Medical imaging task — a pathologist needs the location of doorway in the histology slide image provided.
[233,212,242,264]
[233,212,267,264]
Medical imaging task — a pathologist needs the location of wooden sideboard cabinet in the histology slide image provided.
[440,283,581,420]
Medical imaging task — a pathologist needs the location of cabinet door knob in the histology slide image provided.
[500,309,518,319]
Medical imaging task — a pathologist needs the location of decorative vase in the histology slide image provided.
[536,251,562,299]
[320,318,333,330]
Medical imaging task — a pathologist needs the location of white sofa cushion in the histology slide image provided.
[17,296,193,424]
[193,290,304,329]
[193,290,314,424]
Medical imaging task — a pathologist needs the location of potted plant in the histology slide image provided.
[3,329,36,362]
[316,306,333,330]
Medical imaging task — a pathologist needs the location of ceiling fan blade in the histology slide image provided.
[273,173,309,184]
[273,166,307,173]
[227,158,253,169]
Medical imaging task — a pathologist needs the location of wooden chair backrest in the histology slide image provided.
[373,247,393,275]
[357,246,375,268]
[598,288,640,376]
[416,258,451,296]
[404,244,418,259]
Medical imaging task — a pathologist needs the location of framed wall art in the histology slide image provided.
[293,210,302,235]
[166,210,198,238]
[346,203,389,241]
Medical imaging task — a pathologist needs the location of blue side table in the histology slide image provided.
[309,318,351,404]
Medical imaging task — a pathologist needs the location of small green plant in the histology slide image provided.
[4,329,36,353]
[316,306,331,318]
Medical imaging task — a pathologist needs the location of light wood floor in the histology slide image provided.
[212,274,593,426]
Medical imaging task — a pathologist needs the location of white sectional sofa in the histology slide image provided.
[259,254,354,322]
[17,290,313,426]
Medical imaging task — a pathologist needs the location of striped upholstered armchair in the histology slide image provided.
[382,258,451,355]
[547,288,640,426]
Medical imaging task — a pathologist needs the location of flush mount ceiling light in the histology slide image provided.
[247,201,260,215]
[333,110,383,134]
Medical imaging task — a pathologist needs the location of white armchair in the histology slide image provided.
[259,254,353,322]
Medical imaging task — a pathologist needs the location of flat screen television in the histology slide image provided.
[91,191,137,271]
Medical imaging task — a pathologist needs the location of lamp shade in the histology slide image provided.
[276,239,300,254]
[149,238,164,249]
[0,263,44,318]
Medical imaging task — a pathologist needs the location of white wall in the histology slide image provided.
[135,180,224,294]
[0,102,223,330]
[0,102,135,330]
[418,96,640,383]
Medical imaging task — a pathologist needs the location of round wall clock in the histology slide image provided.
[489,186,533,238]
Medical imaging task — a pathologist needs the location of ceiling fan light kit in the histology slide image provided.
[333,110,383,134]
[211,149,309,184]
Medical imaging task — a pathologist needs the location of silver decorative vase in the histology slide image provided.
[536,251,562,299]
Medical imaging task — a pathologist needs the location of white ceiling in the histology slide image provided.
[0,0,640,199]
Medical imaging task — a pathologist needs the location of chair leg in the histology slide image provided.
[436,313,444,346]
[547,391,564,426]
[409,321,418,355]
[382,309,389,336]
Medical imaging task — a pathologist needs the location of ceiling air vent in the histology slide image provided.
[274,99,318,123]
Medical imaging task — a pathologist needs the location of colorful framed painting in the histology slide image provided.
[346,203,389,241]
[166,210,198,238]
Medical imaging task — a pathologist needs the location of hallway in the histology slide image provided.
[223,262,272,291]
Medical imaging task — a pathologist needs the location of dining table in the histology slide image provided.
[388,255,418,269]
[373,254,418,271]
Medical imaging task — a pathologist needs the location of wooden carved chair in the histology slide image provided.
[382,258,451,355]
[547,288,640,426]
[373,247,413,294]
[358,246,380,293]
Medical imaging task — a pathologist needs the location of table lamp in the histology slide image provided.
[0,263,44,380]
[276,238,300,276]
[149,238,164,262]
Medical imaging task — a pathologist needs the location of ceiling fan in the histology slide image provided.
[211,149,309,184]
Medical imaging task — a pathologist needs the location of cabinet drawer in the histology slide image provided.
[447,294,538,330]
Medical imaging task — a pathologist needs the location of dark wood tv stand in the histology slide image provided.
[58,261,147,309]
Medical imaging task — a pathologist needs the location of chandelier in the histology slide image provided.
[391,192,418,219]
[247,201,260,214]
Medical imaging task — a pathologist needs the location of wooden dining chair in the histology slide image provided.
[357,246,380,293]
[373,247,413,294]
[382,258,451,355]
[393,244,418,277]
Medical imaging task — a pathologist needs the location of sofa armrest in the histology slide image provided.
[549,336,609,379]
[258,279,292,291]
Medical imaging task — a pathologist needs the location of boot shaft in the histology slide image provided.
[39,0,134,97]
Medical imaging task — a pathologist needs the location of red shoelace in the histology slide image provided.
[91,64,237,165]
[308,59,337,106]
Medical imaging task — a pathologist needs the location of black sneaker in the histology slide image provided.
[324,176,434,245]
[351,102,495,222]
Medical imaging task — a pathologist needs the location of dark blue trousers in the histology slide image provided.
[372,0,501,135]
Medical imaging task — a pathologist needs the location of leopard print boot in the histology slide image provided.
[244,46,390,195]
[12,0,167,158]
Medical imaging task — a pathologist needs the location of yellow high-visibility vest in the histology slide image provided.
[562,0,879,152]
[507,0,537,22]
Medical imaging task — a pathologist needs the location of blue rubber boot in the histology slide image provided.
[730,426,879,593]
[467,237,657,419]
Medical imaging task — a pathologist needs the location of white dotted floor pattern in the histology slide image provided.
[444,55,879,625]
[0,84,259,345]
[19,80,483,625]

==============================

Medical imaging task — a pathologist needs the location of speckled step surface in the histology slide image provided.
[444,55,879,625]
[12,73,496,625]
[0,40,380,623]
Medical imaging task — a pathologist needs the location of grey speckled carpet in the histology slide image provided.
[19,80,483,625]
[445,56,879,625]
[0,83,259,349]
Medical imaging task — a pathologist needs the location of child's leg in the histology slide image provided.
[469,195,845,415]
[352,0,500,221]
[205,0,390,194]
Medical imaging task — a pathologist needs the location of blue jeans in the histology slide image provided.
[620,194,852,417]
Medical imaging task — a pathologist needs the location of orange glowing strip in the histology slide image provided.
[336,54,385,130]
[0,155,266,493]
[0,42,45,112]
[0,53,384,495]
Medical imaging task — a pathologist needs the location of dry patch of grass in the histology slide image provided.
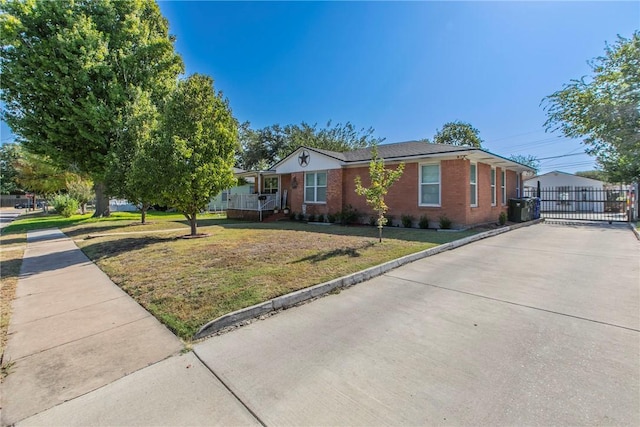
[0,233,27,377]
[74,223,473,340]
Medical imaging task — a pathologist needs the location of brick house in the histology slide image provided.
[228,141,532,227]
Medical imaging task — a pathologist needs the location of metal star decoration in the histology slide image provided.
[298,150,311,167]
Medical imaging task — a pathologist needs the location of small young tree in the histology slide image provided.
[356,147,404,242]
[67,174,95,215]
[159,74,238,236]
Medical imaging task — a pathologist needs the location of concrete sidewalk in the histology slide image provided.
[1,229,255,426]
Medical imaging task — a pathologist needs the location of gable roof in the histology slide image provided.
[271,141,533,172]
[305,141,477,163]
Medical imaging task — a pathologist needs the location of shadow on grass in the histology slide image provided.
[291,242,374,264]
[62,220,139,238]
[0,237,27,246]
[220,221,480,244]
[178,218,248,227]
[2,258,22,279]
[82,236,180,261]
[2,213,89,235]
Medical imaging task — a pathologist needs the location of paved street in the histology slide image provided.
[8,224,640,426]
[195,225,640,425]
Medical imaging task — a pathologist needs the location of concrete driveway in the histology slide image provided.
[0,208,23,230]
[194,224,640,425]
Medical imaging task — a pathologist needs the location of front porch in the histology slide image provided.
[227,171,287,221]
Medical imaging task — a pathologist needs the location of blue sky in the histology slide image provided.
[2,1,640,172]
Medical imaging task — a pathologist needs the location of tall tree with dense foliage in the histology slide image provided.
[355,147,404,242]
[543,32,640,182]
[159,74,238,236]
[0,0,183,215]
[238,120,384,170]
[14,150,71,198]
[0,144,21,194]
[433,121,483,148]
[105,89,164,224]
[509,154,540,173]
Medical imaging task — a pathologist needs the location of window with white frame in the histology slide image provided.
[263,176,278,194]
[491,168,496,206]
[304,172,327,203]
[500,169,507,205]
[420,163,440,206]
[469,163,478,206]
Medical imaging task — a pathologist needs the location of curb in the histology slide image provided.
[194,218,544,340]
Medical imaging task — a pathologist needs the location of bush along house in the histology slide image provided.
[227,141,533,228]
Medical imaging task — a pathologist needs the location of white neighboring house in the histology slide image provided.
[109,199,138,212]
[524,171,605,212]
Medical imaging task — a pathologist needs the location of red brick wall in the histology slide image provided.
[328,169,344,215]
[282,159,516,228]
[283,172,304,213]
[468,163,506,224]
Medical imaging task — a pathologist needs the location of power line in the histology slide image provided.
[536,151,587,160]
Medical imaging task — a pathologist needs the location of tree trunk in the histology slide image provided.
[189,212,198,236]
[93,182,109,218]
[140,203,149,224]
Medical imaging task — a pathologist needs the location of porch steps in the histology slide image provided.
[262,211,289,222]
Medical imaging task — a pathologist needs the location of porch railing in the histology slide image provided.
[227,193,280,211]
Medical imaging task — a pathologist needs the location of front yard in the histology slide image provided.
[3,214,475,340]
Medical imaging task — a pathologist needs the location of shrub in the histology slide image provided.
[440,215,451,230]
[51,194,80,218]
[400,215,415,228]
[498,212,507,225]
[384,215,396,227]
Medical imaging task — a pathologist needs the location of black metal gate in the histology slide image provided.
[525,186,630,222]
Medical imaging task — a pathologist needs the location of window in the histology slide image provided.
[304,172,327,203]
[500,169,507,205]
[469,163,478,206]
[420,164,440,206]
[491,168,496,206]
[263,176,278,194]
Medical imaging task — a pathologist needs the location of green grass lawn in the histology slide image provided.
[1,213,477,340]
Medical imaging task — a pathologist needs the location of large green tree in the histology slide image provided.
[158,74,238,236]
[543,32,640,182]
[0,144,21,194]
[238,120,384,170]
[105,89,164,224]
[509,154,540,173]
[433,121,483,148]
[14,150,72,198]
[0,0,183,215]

==============================

▸ **Exercise task**:
Convert everything from the line containing "white armchair in the histology slide image provided." down to the line containing "[0,0,640,199]" into a Markdown table with the columns Row and Line, giving each row a number, skipping blank lines, and including no other lines.

▸ **Completed task**:
| Row | Line |
|---|---|
| 1 | Medical imaging task — a pathologist needs the location of white armchair in the histology slide image provided. |
| 2 | [259,254,353,322] |
| 3 | Medical imaging task — a pathologist needs the location of flat screen television in the histology slide image provided. |
| 4 | [91,191,137,271] |
| 5 | Medical imaging task — a pathologist needs the location of lamp shade in the histology slide image provided. |
| 6 | [276,239,300,254] |
| 7 | [149,238,164,249] |
| 8 | [0,263,44,318] |
| 9 | Medical imaging task — a pathologist needs the location of white wall in the histology slide image provided. |
| 10 | [135,180,224,294] |
| 11 | [0,102,223,330] |
| 12 | [0,102,135,330] |
| 13 | [418,96,640,383] |
| 14 | Medical imaging task — a pathologist needs the location of round wall clock in the histology slide image provided. |
| 15 | [489,186,533,238] |
| 16 | Medical imaging task — a pathologist needs the location of ceiling fan light kit in the histology slide image provided. |
| 17 | [333,110,383,134] |
| 18 | [211,149,309,184] |
| 19 | Medical imaging task — a pathologist needs the location of silver decorative vase in the histology slide image provided. |
| 20 | [536,251,562,299] |
| 21 | Medical imaging task — a pathologist needs the location of white ceiling in the histology slide image provided. |
| 22 | [0,0,640,199] |